• HERAUSFORDERUNG: Nenne die Anzahl der Zeilen in den folgenden Datensätzen, die die Zeichenfolge „cake“ enthalten, wobei Groß- und Kleinschreibung zu beachten ist. Gib nur die Zahl an.

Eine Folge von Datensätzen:
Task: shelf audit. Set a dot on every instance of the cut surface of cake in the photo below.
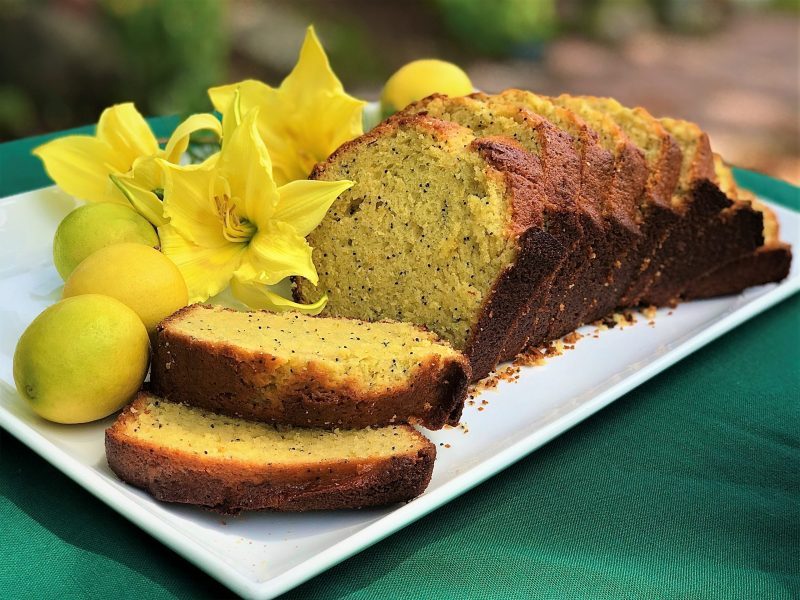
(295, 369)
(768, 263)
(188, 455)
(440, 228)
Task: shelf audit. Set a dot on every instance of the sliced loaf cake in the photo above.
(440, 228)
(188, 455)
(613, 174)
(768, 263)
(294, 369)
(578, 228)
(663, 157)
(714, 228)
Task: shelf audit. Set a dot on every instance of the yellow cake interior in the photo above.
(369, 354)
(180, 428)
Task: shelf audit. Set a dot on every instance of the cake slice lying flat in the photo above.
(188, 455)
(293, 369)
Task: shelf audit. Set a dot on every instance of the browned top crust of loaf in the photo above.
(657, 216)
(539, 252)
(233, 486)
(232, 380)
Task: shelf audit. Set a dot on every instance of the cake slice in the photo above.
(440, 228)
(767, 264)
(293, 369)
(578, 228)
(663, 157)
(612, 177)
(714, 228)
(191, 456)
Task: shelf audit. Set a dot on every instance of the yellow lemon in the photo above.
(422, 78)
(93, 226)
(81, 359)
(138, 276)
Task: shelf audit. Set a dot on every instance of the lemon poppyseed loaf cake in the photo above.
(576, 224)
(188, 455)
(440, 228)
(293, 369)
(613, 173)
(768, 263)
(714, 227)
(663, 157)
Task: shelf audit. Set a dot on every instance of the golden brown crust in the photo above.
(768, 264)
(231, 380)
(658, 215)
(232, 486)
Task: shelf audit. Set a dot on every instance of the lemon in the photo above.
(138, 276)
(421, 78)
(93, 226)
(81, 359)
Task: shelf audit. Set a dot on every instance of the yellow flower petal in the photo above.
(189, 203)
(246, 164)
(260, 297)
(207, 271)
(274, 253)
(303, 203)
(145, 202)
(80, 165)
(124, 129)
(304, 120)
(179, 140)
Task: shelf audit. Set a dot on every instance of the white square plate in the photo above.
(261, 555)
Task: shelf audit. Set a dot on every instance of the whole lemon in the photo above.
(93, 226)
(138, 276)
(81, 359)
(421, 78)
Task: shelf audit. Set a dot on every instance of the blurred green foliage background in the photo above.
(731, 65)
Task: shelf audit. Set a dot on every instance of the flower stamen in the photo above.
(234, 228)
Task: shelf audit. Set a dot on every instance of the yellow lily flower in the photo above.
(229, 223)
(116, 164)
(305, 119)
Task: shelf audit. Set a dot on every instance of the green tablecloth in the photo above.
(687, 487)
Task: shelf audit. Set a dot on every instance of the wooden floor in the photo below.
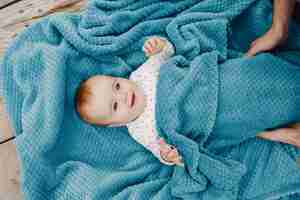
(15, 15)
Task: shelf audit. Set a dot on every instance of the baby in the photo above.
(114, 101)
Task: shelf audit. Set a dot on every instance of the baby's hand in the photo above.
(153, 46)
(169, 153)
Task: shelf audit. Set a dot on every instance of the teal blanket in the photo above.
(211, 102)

---

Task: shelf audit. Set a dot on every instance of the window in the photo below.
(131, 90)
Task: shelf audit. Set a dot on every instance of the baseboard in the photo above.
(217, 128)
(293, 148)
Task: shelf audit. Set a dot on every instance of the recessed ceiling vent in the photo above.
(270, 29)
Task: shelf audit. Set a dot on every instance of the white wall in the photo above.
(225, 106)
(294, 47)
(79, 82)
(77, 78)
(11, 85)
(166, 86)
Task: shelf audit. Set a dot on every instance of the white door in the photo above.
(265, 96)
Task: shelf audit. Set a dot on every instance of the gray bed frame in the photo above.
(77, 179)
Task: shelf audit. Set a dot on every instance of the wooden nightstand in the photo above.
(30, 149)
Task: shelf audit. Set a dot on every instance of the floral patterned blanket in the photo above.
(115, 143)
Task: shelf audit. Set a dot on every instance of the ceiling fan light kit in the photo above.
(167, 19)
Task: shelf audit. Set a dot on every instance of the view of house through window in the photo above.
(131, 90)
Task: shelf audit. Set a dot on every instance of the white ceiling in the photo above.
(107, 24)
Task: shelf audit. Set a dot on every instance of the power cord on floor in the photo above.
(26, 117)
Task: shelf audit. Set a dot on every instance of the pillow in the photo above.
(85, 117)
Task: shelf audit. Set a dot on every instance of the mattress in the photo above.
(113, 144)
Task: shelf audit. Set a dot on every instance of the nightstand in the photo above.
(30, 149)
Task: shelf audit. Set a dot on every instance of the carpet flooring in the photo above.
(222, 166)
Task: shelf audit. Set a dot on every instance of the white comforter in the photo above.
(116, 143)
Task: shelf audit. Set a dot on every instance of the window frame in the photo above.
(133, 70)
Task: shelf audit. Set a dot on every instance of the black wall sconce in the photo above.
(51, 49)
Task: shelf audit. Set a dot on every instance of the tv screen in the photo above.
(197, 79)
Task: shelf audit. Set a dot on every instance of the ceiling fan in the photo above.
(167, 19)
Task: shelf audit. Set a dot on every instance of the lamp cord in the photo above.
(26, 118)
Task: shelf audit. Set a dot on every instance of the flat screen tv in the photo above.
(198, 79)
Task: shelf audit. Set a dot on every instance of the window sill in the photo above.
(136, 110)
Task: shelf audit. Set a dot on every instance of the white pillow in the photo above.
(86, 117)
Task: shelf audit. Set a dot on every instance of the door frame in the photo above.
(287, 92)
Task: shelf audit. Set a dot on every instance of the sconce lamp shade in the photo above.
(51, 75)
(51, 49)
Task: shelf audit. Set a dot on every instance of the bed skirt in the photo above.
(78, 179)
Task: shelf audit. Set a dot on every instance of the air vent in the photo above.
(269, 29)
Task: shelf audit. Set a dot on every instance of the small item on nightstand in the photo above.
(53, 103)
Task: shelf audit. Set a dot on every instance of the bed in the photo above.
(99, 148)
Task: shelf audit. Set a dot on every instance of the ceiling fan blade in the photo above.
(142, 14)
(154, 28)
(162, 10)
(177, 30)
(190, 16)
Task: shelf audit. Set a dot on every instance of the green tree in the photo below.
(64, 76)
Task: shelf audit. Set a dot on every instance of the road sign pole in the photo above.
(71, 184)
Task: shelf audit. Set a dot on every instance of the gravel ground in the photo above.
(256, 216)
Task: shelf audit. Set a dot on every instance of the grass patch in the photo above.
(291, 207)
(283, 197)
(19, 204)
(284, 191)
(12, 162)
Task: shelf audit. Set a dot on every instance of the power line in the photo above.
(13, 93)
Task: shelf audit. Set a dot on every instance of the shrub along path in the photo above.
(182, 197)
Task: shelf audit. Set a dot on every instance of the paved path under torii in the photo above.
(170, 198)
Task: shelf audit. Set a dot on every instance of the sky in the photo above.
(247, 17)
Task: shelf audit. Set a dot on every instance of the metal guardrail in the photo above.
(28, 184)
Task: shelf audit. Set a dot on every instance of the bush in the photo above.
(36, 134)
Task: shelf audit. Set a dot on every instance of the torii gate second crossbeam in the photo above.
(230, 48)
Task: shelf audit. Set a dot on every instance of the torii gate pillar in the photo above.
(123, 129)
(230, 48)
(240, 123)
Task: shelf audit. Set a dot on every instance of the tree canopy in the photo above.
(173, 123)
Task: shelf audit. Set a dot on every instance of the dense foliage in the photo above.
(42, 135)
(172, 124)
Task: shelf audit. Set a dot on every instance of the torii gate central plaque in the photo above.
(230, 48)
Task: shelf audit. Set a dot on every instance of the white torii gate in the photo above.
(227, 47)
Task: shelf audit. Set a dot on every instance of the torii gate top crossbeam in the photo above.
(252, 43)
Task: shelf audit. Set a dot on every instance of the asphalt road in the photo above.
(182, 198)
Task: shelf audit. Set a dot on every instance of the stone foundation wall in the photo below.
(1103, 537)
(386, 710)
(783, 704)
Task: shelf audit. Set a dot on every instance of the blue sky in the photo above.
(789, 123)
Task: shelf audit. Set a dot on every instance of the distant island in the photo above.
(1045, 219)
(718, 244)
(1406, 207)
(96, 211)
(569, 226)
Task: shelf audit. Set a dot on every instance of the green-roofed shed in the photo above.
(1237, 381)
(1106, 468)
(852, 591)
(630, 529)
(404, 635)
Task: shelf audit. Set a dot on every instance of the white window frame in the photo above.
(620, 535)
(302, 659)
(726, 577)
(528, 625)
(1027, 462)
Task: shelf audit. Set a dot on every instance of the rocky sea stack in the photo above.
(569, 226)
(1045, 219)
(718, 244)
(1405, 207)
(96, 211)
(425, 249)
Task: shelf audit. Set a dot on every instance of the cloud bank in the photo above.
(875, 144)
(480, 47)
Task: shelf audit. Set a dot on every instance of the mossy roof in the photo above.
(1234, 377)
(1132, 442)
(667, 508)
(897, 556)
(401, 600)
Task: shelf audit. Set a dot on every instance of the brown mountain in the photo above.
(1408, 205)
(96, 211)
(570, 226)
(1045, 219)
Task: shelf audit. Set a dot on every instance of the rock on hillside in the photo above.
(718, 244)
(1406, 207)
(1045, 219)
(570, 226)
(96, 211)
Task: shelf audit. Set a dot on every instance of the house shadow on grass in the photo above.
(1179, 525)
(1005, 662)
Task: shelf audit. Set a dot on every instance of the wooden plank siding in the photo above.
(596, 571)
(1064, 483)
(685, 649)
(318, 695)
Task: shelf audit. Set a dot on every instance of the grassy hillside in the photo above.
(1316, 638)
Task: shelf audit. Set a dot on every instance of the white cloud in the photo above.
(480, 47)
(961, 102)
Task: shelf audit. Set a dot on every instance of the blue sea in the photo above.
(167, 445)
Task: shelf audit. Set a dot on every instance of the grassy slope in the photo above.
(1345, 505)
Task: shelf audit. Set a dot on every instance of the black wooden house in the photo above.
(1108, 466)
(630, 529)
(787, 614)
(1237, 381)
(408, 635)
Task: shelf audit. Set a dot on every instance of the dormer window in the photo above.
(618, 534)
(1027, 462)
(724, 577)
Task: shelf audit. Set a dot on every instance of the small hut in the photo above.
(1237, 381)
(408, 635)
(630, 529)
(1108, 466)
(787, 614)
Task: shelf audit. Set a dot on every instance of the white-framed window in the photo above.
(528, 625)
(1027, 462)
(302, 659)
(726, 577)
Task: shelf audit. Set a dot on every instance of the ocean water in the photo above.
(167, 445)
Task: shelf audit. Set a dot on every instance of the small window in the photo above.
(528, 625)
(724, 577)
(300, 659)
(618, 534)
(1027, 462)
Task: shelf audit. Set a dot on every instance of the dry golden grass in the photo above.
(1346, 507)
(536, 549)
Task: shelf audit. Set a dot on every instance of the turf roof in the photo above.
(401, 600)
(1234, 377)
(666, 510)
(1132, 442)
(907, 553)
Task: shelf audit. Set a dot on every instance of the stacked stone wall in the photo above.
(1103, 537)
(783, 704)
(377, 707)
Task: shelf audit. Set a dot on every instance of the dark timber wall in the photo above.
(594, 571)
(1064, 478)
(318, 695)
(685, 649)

• ERGEBNIS DER ÜBUNG: 6